Starting with the line that contains "of the long" and going on through the final line of the entries, render each line as one string in a JSON list, leaving out any blank lines.

□ □ □ □

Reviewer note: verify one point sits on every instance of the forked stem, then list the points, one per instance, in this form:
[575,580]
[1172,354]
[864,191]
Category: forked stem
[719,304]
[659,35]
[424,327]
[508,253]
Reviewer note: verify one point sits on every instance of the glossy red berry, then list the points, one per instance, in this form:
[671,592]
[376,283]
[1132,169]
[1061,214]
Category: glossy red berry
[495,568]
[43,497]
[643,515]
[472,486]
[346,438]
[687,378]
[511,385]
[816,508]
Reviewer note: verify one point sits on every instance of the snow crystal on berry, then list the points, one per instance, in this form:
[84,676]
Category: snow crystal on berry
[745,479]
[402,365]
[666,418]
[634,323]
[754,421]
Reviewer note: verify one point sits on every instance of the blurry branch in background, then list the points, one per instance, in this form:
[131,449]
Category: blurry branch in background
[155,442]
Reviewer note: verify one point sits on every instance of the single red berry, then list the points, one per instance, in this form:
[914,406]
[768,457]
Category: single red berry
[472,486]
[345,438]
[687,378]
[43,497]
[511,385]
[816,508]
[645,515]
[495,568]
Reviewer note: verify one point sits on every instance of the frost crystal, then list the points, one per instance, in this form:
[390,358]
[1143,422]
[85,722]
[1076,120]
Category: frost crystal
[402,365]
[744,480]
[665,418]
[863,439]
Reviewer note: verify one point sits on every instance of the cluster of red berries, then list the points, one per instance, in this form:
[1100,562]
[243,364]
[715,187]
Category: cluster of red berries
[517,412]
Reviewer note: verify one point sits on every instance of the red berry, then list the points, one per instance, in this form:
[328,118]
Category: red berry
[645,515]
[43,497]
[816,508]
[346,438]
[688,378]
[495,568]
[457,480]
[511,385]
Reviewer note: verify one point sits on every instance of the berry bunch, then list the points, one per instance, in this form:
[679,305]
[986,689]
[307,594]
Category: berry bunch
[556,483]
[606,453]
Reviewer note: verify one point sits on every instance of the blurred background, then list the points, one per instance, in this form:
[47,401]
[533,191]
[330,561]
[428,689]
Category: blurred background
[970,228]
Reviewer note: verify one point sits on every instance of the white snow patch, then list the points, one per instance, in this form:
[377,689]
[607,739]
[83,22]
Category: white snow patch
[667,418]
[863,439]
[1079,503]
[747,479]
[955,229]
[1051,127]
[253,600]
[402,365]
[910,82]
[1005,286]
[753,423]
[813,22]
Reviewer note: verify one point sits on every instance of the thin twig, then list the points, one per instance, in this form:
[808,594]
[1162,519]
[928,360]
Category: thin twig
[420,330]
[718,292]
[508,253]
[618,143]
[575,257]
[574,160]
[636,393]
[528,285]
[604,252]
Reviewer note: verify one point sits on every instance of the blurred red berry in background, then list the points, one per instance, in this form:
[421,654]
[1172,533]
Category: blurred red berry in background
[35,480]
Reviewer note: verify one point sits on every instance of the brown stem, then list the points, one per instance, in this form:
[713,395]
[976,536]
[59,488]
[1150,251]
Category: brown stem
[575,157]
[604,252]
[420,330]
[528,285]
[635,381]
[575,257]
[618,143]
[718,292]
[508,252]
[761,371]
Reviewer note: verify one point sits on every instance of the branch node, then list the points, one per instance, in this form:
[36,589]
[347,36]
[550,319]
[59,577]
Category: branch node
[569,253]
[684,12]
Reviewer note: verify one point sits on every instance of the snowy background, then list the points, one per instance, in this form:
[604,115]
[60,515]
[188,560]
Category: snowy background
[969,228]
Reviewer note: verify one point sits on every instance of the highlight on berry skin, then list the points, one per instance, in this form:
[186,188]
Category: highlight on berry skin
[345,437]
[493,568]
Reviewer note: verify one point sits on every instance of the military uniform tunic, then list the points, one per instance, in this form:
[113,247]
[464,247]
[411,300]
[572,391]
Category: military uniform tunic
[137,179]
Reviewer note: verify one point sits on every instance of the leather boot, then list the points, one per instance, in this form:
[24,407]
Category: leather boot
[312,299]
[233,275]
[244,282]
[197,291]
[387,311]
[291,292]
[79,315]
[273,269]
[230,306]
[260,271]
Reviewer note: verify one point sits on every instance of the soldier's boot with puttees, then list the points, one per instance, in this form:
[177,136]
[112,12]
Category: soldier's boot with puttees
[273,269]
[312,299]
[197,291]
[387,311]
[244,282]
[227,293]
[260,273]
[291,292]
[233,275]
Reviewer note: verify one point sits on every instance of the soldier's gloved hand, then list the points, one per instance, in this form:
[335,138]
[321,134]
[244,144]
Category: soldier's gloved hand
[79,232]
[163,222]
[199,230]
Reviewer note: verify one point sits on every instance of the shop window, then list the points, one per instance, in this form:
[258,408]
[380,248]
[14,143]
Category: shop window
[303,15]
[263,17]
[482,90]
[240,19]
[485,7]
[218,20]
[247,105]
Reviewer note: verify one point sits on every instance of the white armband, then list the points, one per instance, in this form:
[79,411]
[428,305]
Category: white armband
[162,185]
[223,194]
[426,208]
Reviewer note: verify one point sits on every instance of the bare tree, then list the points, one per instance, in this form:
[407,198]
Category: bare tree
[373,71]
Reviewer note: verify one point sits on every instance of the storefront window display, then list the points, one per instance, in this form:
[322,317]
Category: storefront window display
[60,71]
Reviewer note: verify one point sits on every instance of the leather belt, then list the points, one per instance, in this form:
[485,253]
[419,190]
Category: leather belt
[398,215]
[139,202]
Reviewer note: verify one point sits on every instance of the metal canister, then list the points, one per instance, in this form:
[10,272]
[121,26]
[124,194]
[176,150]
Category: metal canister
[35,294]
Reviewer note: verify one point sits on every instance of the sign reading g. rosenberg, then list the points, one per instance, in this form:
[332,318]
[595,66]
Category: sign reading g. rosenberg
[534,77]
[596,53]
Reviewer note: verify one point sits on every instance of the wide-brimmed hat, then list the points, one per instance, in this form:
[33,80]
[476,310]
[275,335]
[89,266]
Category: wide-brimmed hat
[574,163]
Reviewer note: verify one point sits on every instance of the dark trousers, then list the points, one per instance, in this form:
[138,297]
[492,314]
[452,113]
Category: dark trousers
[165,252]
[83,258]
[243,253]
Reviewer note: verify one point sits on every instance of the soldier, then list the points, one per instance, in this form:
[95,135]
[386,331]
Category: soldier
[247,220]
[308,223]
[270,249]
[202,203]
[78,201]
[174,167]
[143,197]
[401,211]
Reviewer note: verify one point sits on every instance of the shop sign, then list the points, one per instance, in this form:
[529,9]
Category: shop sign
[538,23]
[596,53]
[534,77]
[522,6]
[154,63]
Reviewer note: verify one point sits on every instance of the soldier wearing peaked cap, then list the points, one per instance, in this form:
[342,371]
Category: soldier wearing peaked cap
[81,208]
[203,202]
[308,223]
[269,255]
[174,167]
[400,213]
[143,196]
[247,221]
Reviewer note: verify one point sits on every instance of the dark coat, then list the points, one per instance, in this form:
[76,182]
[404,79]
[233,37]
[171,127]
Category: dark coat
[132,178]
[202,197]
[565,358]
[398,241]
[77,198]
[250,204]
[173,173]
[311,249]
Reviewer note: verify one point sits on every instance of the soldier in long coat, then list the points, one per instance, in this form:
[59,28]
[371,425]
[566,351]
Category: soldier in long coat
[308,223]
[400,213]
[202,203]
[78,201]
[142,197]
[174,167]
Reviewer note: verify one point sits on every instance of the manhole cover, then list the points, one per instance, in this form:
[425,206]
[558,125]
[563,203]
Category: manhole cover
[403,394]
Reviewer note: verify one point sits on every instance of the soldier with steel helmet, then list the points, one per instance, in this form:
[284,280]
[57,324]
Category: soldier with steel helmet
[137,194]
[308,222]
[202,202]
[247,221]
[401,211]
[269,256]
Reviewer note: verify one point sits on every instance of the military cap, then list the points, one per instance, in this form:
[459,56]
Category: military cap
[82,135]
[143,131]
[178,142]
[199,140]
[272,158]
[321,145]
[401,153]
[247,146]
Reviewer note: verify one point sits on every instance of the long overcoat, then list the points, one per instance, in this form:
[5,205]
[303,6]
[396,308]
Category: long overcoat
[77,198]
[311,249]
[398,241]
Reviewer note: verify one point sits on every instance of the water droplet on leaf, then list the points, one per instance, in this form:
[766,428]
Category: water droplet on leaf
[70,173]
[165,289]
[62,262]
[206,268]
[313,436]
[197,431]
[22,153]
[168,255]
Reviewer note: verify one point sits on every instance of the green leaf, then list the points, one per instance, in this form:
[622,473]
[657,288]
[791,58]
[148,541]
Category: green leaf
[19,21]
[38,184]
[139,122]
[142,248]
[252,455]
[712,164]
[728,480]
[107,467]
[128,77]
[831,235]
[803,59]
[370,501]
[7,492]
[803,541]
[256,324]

□ □ □ □

### Response to this exercise
[
  "Reviewer note: verify one point sits on every instance of the long overcoat, then list the points, one per instance, in this form:",
  "[5,205]",
  "[303,6]",
  "[396,308]",
  "Category: long overcoat",
  "[77,198]",
  "[311,249]",
  "[398,241]",
  "Reviewer note: verify one point sits on every instance of the water droplet on leaf, then list the points, one per instance, in this form:",
  "[766,428]",
  "Category: water droplet on leaf",
  "[70,173]",
  "[165,289]",
  "[62,262]",
  "[206,268]",
  "[313,436]",
  "[197,431]",
  "[22,153]",
  "[168,255]",
  "Reviewer note: verify one point sits on every instance of the green leaf, then list the points, one per instance, in this form:",
  "[622,473]",
  "[657,288]",
  "[791,58]",
  "[148,541]",
  "Category: green leaf",
  "[19,21]",
  "[38,184]",
  "[139,122]",
  "[142,248]",
  "[252,455]",
  "[712,164]",
  "[728,480]",
  "[107,467]",
  "[128,77]",
  "[831,235]",
  "[803,59]",
  "[370,501]",
  "[7,492]",
  "[803,541]",
  "[256,324]"
]